## Input data
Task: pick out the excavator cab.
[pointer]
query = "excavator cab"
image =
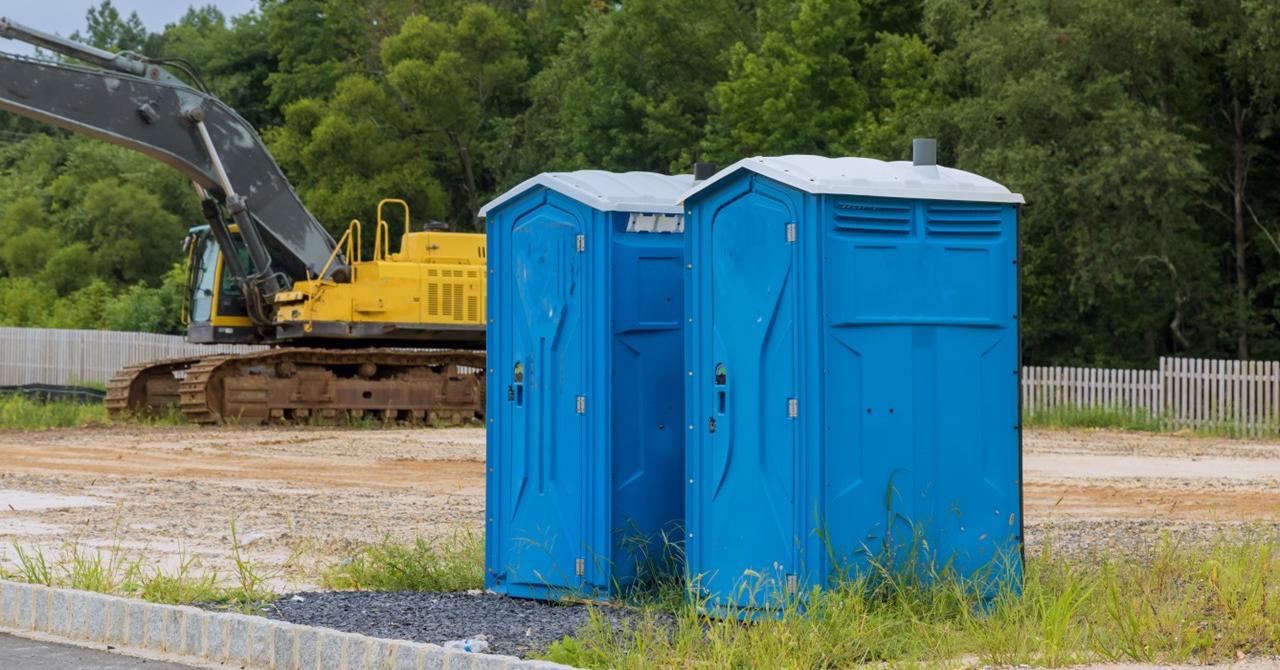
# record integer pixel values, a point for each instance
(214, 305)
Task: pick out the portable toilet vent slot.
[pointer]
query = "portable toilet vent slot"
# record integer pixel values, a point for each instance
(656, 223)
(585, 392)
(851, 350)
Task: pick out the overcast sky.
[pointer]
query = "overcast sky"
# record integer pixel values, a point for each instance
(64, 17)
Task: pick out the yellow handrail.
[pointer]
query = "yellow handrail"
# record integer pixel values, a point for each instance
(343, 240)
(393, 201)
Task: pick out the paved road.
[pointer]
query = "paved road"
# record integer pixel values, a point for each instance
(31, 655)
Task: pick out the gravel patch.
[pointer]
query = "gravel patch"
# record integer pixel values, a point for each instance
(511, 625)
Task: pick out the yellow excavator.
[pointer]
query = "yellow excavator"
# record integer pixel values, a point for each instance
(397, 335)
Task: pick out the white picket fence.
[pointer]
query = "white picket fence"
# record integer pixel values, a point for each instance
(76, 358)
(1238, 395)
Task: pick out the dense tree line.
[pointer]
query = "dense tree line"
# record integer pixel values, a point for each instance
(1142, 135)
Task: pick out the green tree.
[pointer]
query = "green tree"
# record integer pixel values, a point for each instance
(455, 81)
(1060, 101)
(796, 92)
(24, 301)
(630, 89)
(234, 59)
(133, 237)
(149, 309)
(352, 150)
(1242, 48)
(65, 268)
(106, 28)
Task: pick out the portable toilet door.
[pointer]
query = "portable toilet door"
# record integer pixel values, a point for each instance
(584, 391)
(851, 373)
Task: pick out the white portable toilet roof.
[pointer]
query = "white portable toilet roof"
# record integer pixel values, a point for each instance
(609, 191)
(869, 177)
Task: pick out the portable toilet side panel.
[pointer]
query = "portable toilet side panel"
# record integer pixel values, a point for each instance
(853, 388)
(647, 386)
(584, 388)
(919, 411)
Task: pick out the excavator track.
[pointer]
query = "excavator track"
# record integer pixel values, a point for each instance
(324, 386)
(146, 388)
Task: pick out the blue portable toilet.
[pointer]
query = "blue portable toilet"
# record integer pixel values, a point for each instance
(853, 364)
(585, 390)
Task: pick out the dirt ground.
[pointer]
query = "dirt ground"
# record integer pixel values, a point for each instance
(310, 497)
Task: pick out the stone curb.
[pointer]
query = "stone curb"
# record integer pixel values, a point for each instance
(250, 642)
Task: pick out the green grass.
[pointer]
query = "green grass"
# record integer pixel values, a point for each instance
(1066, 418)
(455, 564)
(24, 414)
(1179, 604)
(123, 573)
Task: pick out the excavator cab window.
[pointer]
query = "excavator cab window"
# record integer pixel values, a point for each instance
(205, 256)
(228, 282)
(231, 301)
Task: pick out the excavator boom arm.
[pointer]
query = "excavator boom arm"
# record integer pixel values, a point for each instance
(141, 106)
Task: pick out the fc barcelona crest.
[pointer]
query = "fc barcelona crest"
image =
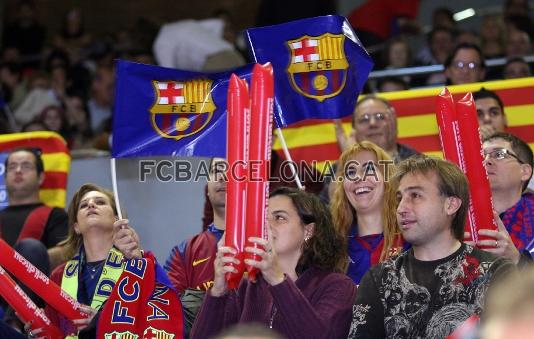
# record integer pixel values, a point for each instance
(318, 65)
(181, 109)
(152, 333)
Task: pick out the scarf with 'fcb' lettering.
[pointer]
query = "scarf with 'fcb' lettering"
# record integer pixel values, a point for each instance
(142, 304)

## Exercise instructions
Could you copy out every record exactly, minus the pictures?

## Answer to the problem
Task: pick out the excavator cab.
[pointer]
query = "excavator cab"
image =
# record integer pixel values, a point for each instance
(214, 305)
Task: pick out the portable toilet vent slot.
[pointer]
query = "portable toilet vent slot"
# record integer pixel values, a point for each instance
(656, 223)
(585, 392)
(851, 350)
Task: pick out the overcast sky.
[pointer]
query = "overcast sky"
# record integer pixel values, a point for each instance
(64, 17)
Task: pick out the yellow handrail.
[pointer]
query = "yellow handrail"
# record integer pixel values, a point for each instance
(343, 240)
(393, 201)
Task: pick out the paved road.
[pointer]
query = "paved road"
# record integer pixel values, a point for each instance
(31, 655)
Task: pick out the gravel patch.
[pointer]
query = "gravel patch"
# record integer pixel values, a point for each instance
(511, 625)
Task: pick out the yellow excavator.
[pointer]
query = "yellow excavator"
# record integer pixel values, a point for each instance
(397, 335)
Task: pick out the white picket fence.
[pointer]
query = "white picket fence"
# record integer pixel values, a point for each instance
(76, 358)
(1238, 395)
Task: pick out the dense tree line.
[pointer]
query = "dense tree line"
# record integer pixel values, a point for each instance
(1142, 135)
Task: pick out the green tree.
[pointer]
query = "green tree"
# record integer pixel values, a point for each instance
(455, 81)
(1060, 101)
(796, 92)
(24, 301)
(630, 89)
(234, 59)
(133, 237)
(149, 309)
(352, 150)
(1242, 48)
(65, 268)
(106, 28)
Task: pick out the portable toilet door.
[pointer]
query = "portable toilet door"
# record integer pixel values, a point for each instance
(584, 391)
(851, 373)
Task: pick out the white portable toilet roof.
[pointer]
query = "white portable toilet roof"
# record integer pixel values, a point for each instance
(609, 191)
(869, 177)
Task: pick out the portable toilet side panel.
[pointer]
query = "portable toilet side panel"
# record integer pixel values, a point for each instance
(853, 388)
(647, 386)
(584, 388)
(919, 411)
Task: pick out the excavator track.
[pointer]
query = "excavator track"
# record integer pixel values, a point for each instance
(324, 386)
(146, 388)
Task: pick out the blue portable toilet.
[pointer]
query = "blue portable toilet"
# record integer pixel values, a point for each instance
(853, 364)
(585, 390)
Task: pick out the dirt ground.
[pointer]
query = "dirt ground"
# record integer pixel values, a point for each instance
(310, 497)
Task: pick out the stone curb.
[pointer]
query = "stone curb"
# record integer pixel values, a point for each instance
(250, 642)
Task: pick out the green grass.
[pointer]
query = "green grass"
# record integer pixel values, a point for each instance
(1066, 418)
(455, 564)
(24, 414)
(1179, 604)
(123, 573)
Task: pick out the excavator cab window.
[pointer]
query = "excavator cab window"
# record integer pixel values, a point for each instance
(205, 256)
(228, 282)
(231, 301)
Task: pick out the excavator boom arm.
[pointer]
query = "excavator boom arm"
# record integer pixel values, a point for each instance
(141, 106)
Task: pick out the fc barcelona crest.
[pointer]
query = "fc barcelona crest"
image =
# record integer pixel values, a point for each instance
(318, 65)
(181, 109)
(152, 333)
Task: pick out the scarf with 'fcb' lettering.
[pointer]
query = "scarf with 'fcb' lettering"
# record integer pixel values, a point for each instance
(142, 304)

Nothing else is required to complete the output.